Annotation records:
☆ ☆ ☆ ☆ ☆ ☆ ☆

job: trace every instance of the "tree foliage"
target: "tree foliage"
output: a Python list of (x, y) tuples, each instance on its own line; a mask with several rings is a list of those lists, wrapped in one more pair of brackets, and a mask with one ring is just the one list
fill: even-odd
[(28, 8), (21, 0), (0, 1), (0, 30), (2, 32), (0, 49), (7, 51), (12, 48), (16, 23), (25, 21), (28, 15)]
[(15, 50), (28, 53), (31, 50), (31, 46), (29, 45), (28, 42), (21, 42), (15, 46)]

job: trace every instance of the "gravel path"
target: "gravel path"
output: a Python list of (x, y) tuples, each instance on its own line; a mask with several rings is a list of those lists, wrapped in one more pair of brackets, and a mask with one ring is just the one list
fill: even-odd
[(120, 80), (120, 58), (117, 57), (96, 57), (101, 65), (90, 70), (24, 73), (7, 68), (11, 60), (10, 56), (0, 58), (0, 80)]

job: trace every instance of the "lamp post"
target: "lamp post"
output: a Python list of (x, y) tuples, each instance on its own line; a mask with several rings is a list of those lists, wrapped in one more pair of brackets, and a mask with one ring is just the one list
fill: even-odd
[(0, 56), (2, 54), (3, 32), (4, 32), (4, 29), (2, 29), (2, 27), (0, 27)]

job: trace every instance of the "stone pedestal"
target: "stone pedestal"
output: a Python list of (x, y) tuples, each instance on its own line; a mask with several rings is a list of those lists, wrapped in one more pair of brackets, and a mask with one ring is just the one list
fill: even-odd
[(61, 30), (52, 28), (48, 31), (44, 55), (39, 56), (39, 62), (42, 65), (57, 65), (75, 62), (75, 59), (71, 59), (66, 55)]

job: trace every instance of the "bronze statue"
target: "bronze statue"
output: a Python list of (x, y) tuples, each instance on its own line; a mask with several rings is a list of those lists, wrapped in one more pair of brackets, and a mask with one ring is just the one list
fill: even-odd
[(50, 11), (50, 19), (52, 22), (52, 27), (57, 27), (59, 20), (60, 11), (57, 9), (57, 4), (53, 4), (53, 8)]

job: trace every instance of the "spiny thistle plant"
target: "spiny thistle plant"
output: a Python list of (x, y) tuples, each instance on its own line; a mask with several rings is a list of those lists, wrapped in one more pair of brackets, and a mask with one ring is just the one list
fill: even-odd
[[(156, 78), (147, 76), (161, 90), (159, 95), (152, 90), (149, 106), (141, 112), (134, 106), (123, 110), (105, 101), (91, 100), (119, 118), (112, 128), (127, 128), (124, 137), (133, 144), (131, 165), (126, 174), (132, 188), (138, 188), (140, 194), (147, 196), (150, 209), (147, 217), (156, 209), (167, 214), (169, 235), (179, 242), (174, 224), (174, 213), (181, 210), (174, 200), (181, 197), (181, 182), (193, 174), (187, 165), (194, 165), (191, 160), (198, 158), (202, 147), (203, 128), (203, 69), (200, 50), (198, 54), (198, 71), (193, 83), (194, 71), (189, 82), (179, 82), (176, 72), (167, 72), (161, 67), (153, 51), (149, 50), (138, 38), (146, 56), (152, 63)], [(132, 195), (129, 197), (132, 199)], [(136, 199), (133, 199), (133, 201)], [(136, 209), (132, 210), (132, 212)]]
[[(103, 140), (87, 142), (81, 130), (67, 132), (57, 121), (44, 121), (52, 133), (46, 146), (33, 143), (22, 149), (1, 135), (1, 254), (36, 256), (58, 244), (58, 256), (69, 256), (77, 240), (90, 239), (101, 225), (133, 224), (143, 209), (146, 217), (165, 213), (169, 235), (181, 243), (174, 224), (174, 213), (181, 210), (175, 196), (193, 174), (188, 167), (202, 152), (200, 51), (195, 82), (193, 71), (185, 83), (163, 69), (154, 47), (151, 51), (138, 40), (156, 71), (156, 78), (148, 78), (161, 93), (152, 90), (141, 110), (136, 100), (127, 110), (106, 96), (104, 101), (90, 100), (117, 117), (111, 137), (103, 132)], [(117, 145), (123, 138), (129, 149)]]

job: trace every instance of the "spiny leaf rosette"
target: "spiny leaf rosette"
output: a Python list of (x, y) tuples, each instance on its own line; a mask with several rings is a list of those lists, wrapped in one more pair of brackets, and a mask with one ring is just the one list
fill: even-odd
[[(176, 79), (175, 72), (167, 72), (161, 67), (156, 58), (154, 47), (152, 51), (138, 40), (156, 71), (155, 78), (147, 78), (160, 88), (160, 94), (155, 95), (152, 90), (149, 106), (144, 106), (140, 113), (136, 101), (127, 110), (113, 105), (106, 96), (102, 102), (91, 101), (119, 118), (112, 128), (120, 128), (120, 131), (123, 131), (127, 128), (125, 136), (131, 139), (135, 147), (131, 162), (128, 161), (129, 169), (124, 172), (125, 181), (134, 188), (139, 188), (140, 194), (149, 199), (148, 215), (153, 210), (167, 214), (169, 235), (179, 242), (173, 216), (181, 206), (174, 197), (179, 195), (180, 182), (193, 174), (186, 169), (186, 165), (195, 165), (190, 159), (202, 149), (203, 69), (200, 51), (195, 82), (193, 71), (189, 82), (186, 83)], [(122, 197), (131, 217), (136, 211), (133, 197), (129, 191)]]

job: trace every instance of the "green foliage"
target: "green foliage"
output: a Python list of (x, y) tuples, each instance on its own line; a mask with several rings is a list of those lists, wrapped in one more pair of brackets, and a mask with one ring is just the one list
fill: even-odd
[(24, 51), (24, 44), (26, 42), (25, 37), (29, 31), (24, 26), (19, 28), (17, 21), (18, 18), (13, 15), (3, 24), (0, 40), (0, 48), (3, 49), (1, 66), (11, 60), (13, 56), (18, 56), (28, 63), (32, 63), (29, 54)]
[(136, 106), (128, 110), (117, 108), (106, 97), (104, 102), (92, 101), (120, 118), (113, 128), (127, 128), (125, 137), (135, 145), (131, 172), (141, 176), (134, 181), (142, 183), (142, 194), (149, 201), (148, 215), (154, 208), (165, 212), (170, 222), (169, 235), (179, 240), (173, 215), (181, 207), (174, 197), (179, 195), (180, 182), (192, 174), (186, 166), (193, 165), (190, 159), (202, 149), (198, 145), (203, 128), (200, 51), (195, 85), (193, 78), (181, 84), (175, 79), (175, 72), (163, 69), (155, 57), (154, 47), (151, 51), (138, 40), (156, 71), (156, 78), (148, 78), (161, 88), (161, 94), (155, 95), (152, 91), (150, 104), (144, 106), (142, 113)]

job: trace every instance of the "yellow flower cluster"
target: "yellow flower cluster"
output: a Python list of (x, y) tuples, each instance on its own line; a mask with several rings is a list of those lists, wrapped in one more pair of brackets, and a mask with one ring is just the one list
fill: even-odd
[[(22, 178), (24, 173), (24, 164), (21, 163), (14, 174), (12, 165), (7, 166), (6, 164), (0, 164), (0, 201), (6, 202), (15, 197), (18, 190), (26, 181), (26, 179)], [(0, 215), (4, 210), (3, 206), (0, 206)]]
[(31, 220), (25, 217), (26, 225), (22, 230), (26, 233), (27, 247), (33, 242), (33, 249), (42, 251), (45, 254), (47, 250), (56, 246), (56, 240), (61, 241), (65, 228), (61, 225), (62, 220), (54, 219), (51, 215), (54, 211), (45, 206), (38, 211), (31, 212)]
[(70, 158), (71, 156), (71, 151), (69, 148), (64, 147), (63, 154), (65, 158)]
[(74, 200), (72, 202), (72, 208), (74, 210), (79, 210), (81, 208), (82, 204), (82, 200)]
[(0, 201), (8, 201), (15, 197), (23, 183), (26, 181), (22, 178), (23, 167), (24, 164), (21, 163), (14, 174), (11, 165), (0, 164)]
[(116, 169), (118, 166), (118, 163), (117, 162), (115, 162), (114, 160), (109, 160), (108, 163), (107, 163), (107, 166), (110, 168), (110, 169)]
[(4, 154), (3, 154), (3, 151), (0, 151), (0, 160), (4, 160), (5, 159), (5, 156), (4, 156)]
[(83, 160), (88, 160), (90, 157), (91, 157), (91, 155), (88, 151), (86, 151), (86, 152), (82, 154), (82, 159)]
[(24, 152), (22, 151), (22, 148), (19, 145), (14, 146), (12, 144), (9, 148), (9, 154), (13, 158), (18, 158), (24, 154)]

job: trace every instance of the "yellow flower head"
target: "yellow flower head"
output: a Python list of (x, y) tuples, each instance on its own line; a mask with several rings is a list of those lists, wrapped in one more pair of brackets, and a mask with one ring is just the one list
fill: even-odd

☆ ☆ ☆ ☆ ☆ ☆ ☆

◆ **Problem description**: Transcribe the entries verbatim, starting at the first line and ending at the line that contains "27), (0, 27)]", with both ends included.

◆ **Solution for this problem**:
job: trace every instance of the "tree foliage"
target: "tree foliage"
output: a Python list of (x, y) tuples, each instance on its own line; a mask with several rings is a list of those lists, wrapped in one more pair of brackets, and a mask with one ring is just the one list
fill: even-odd
[(28, 8), (21, 0), (0, 1), (0, 30), (2, 32), (0, 49), (7, 51), (12, 48), (16, 23), (25, 21), (28, 15)]
[(15, 50), (28, 53), (31, 50), (31, 46), (29, 45), (28, 42), (21, 42), (15, 46)]

job: trace every instance of the "gravel path"
target: "gravel path"
output: a Python list of (x, y) tuples, each instance on its own line; a mask with several rings is a list of those lists, wrapped in one more pair of brackets, and a mask with one ring is just the one list
fill: even-odd
[(120, 80), (120, 58), (117, 57), (96, 57), (101, 65), (90, 70), (24, 73), (7, 68), (11, 60), (10, 56), (0, 58), (0, 80)]

job: trace every instance of the "lamp post"
target: "lamp post"
output: a Python list of (x, y) tuples, each instance on its own line; a mask with several rings is a list of those lists, wrapped in one more pair of brackets, and a mask with one ring is just the one list
fill: even-odd
[(0, 56), (2, 54), (3, 32), (4, 32), (4, 29), (2, 29), (2, 27), (0, 27)]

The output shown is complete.